### TEXT PROVIDED
A Quarterly Publication of City of Hope | Volume 18 Number 3 | Summer 2007

Illustration: Ron Chan

Gene machines find the answers to diseases amid thousands of bits of DNA

Elise Lamar
For much of her life as a researcher, Rama Natarajan, Ph.D., has sought to understand the causes behind diabetes’ complications and how resulting cellular changes can damage organs like the heart and kidney.

Now, through a powerful technique used to search the entire human genome for genes that are either expressed or silenced in different disease states, Natarajan can identify molecular transformations potentially underlying diabetes’ harmful events.

That technology, known as “ChIPon-chip,” makes Natarajan, professor in the Department of Diabetes, Endocrinology & Metabolism, optimistic about finding answers to the molecular mysteries behind diabetes. “Five years back, I wouldn’t have dreamt that such approaches would be available for our studies,” she said.

In a study published in the March 5 issue of the Journal of Biological Chemistry, Natarajan’s group identified such changes in diabetes using the technology. Led by Assistant Research Scientist Feng Miao, Ph.D., the group found that high glucose levels harmful to pancreatic, blood vessel and immune system cells are associated with what are called epigenetic changes in several genes associated with diabetes.

Inherited changes in gene expression may occur in two ways. They either happen through genetic mutations, which damage the sequence of the DNA, or by the way the DNA and its associated proteins — known collectively as chromatin — are “packaged” in a cell’s nucleus. These are referred to as epigenetic changes.

One type of epigenetic alteration is the addition of methyl groups to DNA or proteins, in a process called methylation. This often promotes the formation of tightly coiled chromatin associated with gene silencing, when genes are “turned off.” In contrast, different modifications that unwind or relax the DNA strand can “turn on” gene expression.

### STORED DATA
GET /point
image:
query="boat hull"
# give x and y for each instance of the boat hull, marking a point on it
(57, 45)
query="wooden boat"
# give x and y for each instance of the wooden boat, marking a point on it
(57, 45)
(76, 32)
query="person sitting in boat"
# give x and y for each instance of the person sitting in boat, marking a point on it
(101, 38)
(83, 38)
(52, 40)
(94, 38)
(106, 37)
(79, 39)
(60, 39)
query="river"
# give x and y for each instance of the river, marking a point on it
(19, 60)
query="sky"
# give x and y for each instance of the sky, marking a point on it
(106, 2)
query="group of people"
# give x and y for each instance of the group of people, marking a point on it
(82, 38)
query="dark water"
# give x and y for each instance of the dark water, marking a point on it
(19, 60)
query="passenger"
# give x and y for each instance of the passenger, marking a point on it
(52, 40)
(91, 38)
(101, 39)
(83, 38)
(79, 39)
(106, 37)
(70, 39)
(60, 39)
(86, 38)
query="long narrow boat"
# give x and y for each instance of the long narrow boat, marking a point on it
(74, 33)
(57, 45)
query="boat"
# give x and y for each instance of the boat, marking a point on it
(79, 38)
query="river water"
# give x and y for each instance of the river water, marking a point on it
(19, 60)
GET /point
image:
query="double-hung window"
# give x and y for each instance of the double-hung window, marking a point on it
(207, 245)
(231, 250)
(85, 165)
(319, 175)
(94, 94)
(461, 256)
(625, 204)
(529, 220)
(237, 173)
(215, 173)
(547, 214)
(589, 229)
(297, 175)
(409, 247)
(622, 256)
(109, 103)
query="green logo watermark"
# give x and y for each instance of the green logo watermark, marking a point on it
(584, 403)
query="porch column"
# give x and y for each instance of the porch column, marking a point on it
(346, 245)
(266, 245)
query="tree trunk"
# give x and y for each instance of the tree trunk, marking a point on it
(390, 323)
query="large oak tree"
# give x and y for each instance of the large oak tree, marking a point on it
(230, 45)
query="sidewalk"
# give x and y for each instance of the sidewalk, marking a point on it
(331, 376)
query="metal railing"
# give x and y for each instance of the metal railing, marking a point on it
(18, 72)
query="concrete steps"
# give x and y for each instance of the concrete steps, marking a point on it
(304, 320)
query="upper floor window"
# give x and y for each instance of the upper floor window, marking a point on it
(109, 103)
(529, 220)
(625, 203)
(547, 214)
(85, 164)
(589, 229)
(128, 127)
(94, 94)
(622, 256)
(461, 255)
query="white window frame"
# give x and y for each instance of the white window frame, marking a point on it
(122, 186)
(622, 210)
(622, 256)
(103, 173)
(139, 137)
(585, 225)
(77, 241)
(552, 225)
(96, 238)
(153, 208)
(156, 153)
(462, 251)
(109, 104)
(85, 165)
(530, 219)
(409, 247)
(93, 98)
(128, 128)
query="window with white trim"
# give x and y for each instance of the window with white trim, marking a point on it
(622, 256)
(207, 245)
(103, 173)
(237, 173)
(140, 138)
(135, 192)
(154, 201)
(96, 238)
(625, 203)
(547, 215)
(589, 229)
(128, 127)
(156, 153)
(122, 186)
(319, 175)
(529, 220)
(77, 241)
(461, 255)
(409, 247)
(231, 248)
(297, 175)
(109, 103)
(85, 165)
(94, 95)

### DIRECTIONS
Repeat the part of the City of Hope gene-machine article starting at "In a study published" and ending at "associated with diabetes.", with no changes.

### ANSWER FOR THE TASK
In a study published in the March 5 issue of the Journal of Biological Chemistry, Natarajan’s group identified such changes in diabetes using the technology. Led by Assistant Research Scientist Feng Miao, Ph.D., the group found that high glucose levels harmful to pancreatic, blood vessel and immune system cells are associated with what are called epigenetic changes in several genes associated with diabetes.